■ Set problem 1 ■
Rewrite the records from their first line through the line containing "point(622, 231)", both ends included, with the requests kept in. Multiply every point coordinate in the answers by 1.75 and round to whole numbers, rounding halves up.
[Begin Provided text]
Happy New Year!

Holy shit! It's 2011...!It seems like only yesterday (well, maybe more like last month) that we started rehearsals for the amazing, thrilling, brilliant, shattering, challenging ride that was The Wild Party. What an experience! Just a couple days ago Jeff Pruett (who played Burrs) and I were talking about how much we miss that show. Truly one of the most difficult pieces I've ever worked on, in terms of music, character, staging, pacing, all of it. But we really pulled it off. And what a brilliant, inventive, hard-working cast we found for that show! And, lest we forget, Robin Berger's astonishing choreography -- sexy, scary, and wildly entertaining!

I have to give big-ass special props to the insanely hard-working Margeau Steinau (such a complicated, nuanced, emotional performance!), Jeff (in the performance of his life, I think), Deborah Sharn (also the best performance I've ever seen from her) and newcomer Keith Parker (with a voice from God and a really sensitive performance of an often thankless role).

The Wild Party is one of those shows I feel an obligation to produce. Who else in St. Louis will ever do it? I'm very happy I was able to get a chapter about the show into my next book, so maybe more companies will produce it. I think Wild Party will be on my top five list for a very long time...

What are the others on that list, you ask? It does vary a bit, depending on my mood and what I'm working on, but my top five list will always include Hair, Bat Boy, High Fidelity, and The Wild Party. Maybe also Assassins...? My top ten list is easier -- the others would include Return to the Forbidden Planet, The Cradle Will Rock, A New Brain... maybe Hedwig...? But I digress.
[End Provided text]
[Begin Extracted records]
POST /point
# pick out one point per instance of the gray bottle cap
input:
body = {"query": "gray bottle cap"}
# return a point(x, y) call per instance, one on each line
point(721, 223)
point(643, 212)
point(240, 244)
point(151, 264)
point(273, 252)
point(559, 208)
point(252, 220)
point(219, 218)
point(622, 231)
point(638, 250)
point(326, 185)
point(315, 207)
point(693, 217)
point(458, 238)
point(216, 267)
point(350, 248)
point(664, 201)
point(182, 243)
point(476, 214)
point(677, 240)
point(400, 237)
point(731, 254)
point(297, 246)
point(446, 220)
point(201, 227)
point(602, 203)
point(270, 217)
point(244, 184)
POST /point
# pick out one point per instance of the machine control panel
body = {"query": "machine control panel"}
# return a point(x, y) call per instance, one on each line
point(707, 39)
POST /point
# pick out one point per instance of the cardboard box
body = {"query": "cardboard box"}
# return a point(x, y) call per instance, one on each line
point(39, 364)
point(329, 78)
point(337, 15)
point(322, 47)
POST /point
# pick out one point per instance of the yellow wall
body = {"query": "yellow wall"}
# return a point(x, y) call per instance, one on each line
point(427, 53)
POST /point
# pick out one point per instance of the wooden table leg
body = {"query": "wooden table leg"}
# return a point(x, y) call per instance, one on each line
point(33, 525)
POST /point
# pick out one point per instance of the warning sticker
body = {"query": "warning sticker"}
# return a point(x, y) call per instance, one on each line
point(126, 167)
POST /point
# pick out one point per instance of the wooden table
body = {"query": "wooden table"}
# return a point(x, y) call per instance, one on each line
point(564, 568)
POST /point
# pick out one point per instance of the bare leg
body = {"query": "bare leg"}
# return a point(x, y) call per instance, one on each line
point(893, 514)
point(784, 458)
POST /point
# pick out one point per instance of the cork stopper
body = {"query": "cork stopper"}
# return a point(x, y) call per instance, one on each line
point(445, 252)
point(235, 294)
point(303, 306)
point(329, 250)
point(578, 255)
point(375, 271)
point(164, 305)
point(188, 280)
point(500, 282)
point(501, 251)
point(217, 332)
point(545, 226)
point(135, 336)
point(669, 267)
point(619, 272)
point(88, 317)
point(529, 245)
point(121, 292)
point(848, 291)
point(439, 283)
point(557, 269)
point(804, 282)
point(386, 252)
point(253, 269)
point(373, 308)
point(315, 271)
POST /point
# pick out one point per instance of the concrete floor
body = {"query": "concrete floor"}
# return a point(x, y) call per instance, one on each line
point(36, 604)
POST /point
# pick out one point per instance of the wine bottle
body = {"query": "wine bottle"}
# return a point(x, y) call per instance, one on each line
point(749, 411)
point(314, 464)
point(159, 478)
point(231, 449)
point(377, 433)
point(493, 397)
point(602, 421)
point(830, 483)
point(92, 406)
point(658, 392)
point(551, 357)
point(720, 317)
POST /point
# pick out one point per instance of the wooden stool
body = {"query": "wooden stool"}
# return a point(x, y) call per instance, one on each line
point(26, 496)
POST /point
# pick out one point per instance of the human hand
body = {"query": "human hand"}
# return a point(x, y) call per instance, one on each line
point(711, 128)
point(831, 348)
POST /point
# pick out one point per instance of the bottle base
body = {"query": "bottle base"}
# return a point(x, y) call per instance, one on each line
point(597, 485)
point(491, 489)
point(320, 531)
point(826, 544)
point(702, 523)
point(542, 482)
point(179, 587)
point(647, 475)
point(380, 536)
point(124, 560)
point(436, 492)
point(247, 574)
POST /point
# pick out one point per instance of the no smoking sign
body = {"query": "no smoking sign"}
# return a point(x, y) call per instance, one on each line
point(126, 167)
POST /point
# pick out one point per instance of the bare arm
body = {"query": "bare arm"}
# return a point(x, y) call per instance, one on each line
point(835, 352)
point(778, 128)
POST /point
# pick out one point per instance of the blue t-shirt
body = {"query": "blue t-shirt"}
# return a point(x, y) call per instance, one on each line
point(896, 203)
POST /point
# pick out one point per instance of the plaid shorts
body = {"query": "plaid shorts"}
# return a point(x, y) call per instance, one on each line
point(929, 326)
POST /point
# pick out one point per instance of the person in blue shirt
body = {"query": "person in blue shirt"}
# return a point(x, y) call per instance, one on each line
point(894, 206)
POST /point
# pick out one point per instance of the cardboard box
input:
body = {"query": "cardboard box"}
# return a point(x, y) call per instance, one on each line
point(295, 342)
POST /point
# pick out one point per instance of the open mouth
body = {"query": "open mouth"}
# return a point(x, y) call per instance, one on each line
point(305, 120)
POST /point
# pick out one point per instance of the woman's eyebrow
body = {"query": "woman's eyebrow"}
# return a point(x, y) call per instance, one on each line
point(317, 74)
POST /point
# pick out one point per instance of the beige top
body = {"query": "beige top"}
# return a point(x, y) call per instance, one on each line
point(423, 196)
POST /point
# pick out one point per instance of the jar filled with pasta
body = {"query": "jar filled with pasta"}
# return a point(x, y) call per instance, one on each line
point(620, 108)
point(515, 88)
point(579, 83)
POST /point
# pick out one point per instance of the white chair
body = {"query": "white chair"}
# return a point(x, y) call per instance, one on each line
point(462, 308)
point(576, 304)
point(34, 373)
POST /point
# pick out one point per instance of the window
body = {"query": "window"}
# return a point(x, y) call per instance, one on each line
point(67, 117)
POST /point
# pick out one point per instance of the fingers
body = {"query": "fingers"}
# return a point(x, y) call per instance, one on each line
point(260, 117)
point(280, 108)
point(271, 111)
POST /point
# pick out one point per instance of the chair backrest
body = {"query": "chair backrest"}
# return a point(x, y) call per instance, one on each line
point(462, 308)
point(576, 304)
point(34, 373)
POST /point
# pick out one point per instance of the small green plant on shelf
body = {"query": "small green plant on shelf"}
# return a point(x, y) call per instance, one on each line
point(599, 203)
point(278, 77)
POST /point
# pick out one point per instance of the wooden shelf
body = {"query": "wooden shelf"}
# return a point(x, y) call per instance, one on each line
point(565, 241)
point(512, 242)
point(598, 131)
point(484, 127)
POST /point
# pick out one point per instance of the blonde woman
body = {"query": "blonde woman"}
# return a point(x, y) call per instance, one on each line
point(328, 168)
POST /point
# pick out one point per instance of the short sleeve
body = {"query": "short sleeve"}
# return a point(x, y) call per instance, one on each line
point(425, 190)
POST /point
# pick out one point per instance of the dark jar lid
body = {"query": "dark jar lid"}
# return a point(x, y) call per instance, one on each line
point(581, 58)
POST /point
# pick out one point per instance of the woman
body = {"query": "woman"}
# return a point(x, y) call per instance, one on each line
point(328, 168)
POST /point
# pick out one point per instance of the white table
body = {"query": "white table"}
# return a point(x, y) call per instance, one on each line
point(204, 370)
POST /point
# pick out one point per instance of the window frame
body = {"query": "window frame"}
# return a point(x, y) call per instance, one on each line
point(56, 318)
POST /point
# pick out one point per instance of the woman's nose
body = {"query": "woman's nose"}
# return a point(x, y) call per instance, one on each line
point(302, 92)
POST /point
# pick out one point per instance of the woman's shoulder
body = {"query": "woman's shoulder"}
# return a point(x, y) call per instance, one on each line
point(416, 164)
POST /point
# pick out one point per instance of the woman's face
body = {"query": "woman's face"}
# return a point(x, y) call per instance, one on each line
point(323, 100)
[End Extracted records]
■ Set problem 2 ■
Summarize the New Year post in two sentences.

■ Correct answer 1 ■
POST /point
# pick out one point per instance of the gray bottle cap
input:
body = {"query": "gray bottle cap"}
# return a point(x, y) call per instance, one on each line
point(1262, 390)
point(1125, 371)
point(420, 427)
point(264, 462)
point(478, 441)
point(978, 364)
point(441, 385)
point(383, 382)
point(1089, 404)

■ Correct answer 2 ■
At the start of 2011, the author looks back on The Wild Party as one of the most difficult pieces the author has ever worked on. The post praises Robin Berger's choreography and the performances of Margeau Steinau, Jeff Pruett, Deborah Sharn and Keith Parker, mentions a chapter about the show in the author's next book, and names the show as a permanent entry on the author's top five list alongside Hair, Bat Boy and High Fidelity.